### Excerto do texto
======

Como é que chegaram ao Teatro IBISCO? Como é que surgiu o projeto? Como chegaram à Quinta da Fonte?

Susana Arrais (SA): Chegamos à Quinta da Fonte por causa do Miguel, que começou com o workshop na Quinta do Mocho e depois com aquela ideia de, em vez de fazer um workshop com os jovens da Quinta do Mocho, fazer com os restantes jovens. Foi a proposta do Miguel em resposta ao convite do programa Escolhas para fazer esse workshop. Um dos grandes problemas é que inicialmente não havia propriamente um espaço. Nessa altura não acompanhei de perto, dando um apoio mais de fora e a apresentação do primeiro espetáculo foi a “Escolhas de vida”, em Loures, junto aos Paços do Concelho. Foi a partir daí que percebemos que não podíamos parar, que tínhamos de procurar um espaço e surgiu o atual na Quinta da Fonte, que tinha todas as características físicas para ser utilizado como teatro e que não estava a ser utilizado para nenhum fim. Queríamos fazer um trabalho continuado e formalizar o grupo e aí se criou uma associação com os que estavam na altura no IBISCO. Daí criaram-se parcerias, protocolos para criar uma estrutura que tinha como objetivo ficar e crescer com os bairros, com as pessoas.

======

### Dados fornecidos

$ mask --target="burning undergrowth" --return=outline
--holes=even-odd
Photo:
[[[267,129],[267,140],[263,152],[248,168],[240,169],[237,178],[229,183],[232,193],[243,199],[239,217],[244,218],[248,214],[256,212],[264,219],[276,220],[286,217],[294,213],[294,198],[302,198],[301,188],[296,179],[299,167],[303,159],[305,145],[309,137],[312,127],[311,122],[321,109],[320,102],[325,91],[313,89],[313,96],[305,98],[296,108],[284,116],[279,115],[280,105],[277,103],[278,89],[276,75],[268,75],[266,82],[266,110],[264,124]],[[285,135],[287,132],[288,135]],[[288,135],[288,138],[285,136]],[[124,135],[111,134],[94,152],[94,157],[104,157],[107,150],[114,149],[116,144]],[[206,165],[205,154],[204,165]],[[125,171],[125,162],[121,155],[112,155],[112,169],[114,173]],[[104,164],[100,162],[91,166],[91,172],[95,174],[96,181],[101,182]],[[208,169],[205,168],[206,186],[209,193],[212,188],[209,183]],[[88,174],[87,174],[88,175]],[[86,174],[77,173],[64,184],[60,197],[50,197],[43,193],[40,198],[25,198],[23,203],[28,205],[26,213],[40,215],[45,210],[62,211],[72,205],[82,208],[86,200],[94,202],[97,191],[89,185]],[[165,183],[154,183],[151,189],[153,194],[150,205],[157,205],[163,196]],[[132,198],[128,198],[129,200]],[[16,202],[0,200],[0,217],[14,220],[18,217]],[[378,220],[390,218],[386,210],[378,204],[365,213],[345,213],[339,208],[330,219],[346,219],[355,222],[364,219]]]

======

### Tarefas
[1] No excerto sobre o Teatro IBISCO, onde foi apresentado o primeiro espetáculo?
[2] Indique se cada afirmação está de acordo com o excerto sobre o Teatro IBISCO, respondendo sim ou não e citando as palavras do excerto que o decidem: (a) O espaço na Quinta da Fonte não estava a ser usado para nada. (b) Desde o início, o grupo tinha um espaço próprio. (c) Foi criada uma associação com as pessoas que estavam na altura no IBISCO.
[3] Escreva a continuação do excerto sobre o Teatro IBISCO, começando logo a seguir à última frase.

### Respostas por tarefa
[1] Em Loures, junto aos Paços do Concelho.

[2]
(a) Sim: "que não estava a ser utilizado para nenhum fim".
(b) Não: "inicialmente não havia propriamente um espaço".
(c) Sim: "aí se criou uma associação com os que estavam na altura no IBISCO".

[3]
Sabendo que existia uma rivalidade entre parte da Quinta da Fonte e da Quinta do Mocho, como foi terem sediado na Quinta da Fonte? As pessoas na Quinta do Mocho continuaram a participar?

SA: Houve alguma dificuldade, sim. No início havia muita apreensão mas como o primeiro espetáculo foi um sucesso e foi numa zona neutra, tal facto abriu pontes para se garantir os transportes para quem desejava continuar. Quando estavam lá dentro criava-se a consciencialização de cada um ser “embaixador” da boa vontade nos próprios bairros. Ser bem recebido no bairro rival e receber bem eram pilares indispensáveis. Através do teatro, uma das valências deve ser sabermos colocarmo-nos no papel do outro.

Nesse aspeto, a representação abre novos horizontes?

SA: O teatro tem essa magia, porque obriga-nos a sair de nós próprios. “O que seria se eu estivesse naquele sítio?”, o que é bonito é ver a criatividade das pessoas nessas situações, assim como as reações que se criam, nomeadamente de emoção.

Como foi o começo no IBISCO, Catarina?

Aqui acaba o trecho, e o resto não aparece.